> Document extract

Usage Caps: Why They Serve no Purpose.

Technology companies, well many companies, but technology companies in particular like to hide behind complicated sounding tech words and concepts.  Technology and what powers it can be very overwhelming to people so, in the name of sanity, they don’t bother to really understand it.  Being someone who does, in fact, understand technology, how our big 3 telco friends do things really, really bothers me.

First I want to provide a bit of nomenclature context.  Telcos define the amount of speed you have one your internet connection as “bandwidth”.  The technical term is actually throughput.  But that’s neither here nor there.  What bother’s me is the caps we get on our monthly usage.  Telcos claim these caps are in place to preserve network capability and help them mitigate the growth or usage of a network.  While reducing the amount of data you’re allowed to use does, in essence, lower your network usage, they’re misleading us.  One thing a network is capable of doing is maintaining a sustained throughput.  Basically, a network infrastructure can keep data flowing at a certain speed so long as the equipment is active.  Switches and routers have no mechanical moving parts – except for fans – and aren’t subject to the failures of overuse mechanical items are prone to.  There is no fluid to change or moving parts to wear.  In fact, most enterprise grade switches and routers can work happily at 80% of capacity for their entire 3-5 year life cycle.  To claim that usage adds wear and tear to a switch is just deception.

> Given instruction A
In the essay on internet usage caps, what technical term does the writer give for what telcos call "bandwidth"?
> Given instruction B
Carry the essay on internet usage caps forward, starting right after its final sentence.

> Given data
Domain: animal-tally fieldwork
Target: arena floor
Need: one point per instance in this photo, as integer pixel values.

> Expected answer A
Throughput.

> Expected answer B
Which raises the second deception: if wear is your concern then limit maximum throughput, not usage.  As I’ve already mentioned, network equipment can happily work at around 80% for extended periods of time.  Even in the busiest parts of the network an ISP won’t be working at that capacity – except perhaps at its core.  If Telcos were truly worried about preserving usage of their switches they would reduce maximum throughput, not cap your usage.  It doesn’t matter how much you use of that switch, if you never use more than 30% of it’s capability it’s basically idling.  Secondly they’d scale their hardware to reflect usage needs.  If your network is growing – which our internet is – you would continue to upgrade and update your infrastructure to grow with it.  In fact, any reasonable and competent senior manager in IT would tell you that planning hardware replacement projects should be done with 3-5 years of growth in mind.  Plan for where you’re going, not where you are.  Or where, as is the case with most Telcos.

There is no technological or network related explanation for placing usage caps on customers.  Here’s a good example of how ridiculous charging for usage caps is: I am the network administrator for a multi-site organization.  That means there are more than one buildings that connect to our network centrally.  Say I note that we will be adding another site to our company, but their network requirements will overburden the core network in our home location.  If I decided to do what Telcos do, I would email the local site administrators and advise them of newly imposed usage caps.  Their business units would be charged (read: punished) for going over.  Yes, my core network MAY no longer be overburdened, short busts of overuse could still happen during simultaneous use, I now have a bunch of angry and paranoid staffers with lost productivity.  It would be far more effective, easier and cheaper to simply place throughput maximums on each of the offices.  In fact, this is what EVERY multi-site organizaiton does.  So why do Telcos break industry best practice for their customers?

Money.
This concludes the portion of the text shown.